[[ Information shown open ]]

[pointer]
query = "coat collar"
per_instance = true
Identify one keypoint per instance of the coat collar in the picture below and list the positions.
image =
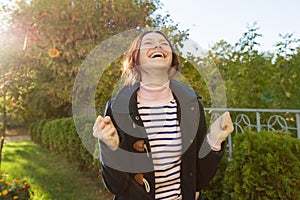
(127, 96)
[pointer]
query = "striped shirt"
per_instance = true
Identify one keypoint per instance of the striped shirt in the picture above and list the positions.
(162, 127)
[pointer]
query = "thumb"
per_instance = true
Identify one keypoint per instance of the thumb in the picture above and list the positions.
(107, 120)
(224, 120)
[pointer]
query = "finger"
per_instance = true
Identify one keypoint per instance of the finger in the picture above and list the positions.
(223, 120)
(106, 128)
(107, 120)
(96, 124)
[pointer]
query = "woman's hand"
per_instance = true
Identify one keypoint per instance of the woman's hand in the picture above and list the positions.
(105, 131)
(220, 130)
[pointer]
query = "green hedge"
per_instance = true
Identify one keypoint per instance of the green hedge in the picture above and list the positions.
(60, 135)
(264, 165)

[[ Information shown closed ]]

__Exercise description__. Say how many lines of the data include the word "query". Nothing other than the number should be given.

__Finished exercise__. 6